To do: Nothing but the lines from the line with "[pin] tile floor -- one per line" through the end of the data is to be copied, and each is to be copied exactly.

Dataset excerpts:

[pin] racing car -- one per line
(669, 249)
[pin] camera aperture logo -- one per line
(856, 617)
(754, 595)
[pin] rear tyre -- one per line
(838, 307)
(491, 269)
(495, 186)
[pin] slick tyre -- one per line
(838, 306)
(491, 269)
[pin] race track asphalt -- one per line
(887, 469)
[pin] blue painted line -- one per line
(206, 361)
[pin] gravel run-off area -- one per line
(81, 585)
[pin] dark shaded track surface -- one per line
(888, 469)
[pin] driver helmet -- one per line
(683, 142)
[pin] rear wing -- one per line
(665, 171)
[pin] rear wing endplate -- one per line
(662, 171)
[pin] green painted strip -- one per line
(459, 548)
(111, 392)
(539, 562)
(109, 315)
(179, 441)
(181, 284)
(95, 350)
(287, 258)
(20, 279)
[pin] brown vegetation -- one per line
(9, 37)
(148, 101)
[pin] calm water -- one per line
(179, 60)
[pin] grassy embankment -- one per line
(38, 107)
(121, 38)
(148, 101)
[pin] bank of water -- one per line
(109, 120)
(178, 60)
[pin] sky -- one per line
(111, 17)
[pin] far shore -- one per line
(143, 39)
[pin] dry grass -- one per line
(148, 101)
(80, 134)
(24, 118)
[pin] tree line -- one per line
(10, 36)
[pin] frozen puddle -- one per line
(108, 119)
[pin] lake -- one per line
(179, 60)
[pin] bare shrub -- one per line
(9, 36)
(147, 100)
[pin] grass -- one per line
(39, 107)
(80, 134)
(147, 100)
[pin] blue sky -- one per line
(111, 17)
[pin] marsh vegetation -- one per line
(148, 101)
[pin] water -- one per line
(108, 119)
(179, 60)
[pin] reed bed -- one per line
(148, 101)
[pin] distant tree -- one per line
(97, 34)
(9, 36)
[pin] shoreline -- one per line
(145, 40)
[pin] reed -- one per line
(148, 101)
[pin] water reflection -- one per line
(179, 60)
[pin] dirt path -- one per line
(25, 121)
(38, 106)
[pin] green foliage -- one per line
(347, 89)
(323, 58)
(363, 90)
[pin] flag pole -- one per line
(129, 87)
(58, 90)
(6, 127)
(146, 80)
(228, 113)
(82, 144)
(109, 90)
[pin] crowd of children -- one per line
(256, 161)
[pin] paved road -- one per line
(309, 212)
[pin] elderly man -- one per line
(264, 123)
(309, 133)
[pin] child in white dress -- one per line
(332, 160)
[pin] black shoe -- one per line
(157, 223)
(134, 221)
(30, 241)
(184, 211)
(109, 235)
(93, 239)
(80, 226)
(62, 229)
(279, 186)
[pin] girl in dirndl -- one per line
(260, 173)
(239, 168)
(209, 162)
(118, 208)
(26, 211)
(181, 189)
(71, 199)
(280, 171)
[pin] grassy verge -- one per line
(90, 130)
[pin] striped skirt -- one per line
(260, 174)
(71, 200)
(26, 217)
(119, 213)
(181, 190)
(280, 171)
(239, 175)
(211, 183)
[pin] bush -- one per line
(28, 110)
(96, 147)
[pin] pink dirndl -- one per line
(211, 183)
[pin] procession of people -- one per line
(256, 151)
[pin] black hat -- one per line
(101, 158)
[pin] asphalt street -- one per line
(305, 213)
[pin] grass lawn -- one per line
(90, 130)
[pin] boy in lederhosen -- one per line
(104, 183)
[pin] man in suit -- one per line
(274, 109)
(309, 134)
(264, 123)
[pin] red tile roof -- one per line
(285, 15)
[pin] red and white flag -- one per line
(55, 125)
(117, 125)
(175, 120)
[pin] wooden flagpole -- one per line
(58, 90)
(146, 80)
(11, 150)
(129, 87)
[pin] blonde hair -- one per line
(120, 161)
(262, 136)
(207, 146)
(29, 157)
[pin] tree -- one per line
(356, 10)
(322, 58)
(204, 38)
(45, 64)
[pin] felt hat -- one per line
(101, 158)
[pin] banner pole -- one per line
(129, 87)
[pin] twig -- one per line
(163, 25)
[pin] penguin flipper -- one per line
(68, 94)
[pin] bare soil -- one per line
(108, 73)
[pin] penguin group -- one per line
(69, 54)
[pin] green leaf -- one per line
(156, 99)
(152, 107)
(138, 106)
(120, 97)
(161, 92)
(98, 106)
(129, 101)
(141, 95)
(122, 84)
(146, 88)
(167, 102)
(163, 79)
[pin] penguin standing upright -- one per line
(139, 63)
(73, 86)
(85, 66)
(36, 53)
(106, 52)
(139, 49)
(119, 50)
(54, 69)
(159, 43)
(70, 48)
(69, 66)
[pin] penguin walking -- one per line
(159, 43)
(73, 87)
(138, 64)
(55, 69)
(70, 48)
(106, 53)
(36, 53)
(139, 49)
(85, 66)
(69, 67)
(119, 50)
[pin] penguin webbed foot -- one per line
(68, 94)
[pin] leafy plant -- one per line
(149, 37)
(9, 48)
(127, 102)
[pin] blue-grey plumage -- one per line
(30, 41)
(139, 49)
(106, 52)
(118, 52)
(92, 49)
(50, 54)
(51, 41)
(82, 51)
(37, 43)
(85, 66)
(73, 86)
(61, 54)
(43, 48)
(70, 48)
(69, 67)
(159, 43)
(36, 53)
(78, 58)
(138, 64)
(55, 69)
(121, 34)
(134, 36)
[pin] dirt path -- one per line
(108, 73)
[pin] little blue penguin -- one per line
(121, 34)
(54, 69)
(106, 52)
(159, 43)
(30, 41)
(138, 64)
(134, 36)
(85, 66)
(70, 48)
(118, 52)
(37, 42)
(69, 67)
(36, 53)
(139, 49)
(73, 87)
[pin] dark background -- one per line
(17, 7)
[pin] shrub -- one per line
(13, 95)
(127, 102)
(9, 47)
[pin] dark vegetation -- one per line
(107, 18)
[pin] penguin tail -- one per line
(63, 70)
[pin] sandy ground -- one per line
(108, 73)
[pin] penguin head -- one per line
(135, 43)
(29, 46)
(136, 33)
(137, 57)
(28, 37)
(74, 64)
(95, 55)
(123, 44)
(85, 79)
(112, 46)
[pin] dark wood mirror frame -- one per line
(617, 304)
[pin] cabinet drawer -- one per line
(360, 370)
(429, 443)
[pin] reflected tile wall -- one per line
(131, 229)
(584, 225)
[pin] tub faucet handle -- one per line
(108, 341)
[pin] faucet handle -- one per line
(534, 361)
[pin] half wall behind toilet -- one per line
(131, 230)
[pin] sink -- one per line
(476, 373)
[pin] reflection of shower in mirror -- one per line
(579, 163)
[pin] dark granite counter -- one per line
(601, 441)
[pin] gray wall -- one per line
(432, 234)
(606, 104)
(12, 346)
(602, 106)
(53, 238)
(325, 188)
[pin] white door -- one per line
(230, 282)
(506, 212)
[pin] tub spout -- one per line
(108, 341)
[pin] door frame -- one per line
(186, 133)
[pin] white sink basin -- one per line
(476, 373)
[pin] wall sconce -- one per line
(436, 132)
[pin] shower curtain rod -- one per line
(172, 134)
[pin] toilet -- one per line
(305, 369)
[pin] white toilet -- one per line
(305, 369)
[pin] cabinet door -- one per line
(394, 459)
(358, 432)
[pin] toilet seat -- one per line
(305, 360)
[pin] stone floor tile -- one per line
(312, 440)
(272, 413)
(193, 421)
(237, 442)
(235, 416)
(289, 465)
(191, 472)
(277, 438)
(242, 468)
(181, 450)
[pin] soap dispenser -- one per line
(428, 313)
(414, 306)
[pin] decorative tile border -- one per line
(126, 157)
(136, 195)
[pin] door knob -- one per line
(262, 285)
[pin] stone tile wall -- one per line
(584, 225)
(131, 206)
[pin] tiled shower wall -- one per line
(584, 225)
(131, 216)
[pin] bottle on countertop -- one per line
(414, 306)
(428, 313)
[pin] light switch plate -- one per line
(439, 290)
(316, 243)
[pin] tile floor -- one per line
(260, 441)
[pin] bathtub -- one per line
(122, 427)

Solution:
[pin] tile floor -- one per line
(260, 441)
[pin] bathtub -- one per line
(122, 427)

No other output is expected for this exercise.